- The request -
Locate every line in the items below that contains the word "concrete", and copy each such line unchanged.

•••••

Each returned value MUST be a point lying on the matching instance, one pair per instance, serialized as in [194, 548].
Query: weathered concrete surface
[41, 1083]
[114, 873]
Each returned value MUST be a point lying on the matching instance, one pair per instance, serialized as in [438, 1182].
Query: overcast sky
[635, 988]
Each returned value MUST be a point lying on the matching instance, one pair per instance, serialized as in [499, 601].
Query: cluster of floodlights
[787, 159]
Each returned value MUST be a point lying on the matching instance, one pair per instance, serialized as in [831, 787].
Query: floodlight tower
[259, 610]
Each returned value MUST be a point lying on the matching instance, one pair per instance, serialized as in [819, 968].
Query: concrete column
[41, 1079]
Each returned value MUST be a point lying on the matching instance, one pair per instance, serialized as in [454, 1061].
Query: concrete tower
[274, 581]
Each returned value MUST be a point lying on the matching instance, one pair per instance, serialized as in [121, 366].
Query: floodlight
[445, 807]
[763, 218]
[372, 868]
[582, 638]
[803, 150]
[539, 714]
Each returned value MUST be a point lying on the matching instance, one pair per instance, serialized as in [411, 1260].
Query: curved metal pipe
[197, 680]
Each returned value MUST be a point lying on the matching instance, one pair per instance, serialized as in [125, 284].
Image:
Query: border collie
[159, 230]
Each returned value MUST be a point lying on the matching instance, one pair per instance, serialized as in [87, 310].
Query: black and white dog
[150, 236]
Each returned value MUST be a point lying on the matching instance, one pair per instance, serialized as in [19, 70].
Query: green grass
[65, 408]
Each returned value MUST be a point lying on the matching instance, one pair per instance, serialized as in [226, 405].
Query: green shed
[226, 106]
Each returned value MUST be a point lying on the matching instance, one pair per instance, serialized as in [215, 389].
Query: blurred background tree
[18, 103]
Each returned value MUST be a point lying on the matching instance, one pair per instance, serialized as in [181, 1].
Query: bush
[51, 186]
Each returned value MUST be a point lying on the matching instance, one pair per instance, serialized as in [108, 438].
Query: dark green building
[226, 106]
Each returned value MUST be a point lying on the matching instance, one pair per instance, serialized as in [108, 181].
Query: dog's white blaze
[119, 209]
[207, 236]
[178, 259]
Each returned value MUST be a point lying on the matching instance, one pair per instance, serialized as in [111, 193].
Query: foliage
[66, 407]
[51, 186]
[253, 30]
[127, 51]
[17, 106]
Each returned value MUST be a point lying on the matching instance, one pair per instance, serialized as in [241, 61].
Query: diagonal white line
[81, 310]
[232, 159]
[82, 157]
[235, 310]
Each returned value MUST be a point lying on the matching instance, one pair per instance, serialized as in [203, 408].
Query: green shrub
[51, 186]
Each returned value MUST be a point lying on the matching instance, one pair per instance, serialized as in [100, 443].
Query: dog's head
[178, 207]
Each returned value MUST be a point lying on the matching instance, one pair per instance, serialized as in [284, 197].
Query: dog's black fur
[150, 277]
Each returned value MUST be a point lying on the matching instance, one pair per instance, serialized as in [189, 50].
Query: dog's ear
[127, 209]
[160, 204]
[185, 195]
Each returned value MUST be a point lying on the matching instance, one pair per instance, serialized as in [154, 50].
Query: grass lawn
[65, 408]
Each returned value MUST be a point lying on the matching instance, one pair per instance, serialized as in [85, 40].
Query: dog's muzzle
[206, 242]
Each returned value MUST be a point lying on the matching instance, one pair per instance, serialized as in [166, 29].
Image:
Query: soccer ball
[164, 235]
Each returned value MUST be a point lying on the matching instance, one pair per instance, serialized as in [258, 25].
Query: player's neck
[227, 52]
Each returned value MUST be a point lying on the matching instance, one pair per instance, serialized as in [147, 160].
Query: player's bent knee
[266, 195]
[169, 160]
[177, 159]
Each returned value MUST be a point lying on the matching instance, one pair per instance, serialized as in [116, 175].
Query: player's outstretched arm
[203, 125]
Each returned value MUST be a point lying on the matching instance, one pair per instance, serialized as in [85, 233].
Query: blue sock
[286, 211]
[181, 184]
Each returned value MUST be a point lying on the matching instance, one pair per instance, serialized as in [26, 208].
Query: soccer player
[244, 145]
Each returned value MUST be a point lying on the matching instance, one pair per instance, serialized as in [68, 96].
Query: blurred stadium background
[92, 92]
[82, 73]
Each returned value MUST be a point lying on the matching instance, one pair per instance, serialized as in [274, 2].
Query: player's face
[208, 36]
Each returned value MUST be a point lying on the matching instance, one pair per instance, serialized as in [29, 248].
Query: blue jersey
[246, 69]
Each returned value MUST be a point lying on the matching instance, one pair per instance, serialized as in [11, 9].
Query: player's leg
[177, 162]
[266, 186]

•••••

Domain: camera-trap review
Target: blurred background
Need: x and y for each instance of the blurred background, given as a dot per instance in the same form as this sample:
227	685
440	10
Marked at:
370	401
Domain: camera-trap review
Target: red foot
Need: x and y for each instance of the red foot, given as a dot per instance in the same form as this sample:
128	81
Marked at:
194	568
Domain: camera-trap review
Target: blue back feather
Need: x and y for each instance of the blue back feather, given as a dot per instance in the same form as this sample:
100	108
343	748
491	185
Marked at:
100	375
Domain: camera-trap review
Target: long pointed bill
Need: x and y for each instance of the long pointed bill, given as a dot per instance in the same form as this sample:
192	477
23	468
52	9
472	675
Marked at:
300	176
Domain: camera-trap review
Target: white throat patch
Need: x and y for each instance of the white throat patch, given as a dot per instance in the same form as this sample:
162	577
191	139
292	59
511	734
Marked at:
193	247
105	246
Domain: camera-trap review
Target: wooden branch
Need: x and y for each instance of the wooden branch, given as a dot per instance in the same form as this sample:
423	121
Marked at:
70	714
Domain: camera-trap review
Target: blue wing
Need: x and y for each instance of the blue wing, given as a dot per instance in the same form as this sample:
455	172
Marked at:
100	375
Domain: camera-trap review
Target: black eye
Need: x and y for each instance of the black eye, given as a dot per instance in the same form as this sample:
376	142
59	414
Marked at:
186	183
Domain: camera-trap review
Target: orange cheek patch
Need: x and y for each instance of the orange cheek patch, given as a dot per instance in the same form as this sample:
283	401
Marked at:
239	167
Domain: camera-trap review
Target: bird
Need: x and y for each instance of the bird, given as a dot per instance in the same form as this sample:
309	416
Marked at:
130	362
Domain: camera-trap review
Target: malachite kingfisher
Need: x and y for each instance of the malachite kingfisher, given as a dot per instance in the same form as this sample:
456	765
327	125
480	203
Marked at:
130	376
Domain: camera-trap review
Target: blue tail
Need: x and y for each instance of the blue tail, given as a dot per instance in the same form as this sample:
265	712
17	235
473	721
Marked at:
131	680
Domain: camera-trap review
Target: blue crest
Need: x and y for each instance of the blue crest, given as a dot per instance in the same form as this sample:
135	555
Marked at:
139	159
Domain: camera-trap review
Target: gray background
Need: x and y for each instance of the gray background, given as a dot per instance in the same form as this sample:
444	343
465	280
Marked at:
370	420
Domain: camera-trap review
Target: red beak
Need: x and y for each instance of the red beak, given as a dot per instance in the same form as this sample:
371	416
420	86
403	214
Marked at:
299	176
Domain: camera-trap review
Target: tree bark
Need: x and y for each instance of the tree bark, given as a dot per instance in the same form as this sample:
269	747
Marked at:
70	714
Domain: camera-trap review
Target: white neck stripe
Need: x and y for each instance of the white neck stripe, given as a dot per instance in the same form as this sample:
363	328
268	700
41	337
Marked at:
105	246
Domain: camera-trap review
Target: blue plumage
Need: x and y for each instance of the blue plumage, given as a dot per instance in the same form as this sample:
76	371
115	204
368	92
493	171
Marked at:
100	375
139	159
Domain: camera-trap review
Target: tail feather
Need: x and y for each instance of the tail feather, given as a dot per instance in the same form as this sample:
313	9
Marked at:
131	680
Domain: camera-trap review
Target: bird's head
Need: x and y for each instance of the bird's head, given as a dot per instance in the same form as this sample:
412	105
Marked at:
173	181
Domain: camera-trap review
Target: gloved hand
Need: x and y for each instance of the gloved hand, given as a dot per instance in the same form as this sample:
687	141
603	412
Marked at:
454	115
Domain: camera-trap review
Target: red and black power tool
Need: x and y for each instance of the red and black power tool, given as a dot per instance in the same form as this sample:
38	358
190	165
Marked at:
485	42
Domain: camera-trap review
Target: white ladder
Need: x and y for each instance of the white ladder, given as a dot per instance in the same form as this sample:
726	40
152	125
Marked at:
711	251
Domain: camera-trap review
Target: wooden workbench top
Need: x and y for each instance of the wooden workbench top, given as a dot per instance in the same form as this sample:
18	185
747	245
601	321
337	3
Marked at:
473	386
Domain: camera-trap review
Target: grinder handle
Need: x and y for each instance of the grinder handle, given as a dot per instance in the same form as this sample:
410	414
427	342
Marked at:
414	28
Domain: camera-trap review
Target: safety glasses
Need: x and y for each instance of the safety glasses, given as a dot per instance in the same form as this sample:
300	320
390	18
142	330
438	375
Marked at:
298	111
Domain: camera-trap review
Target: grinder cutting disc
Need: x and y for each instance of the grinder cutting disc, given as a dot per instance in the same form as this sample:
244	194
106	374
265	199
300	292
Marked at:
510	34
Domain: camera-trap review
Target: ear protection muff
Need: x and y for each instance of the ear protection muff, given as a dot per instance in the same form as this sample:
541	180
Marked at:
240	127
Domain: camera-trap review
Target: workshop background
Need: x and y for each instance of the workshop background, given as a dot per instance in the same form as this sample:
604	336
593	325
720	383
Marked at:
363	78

•••••

- Finished task -
Query: weathered concrete surface
Query: concrete column
Query: concrete tower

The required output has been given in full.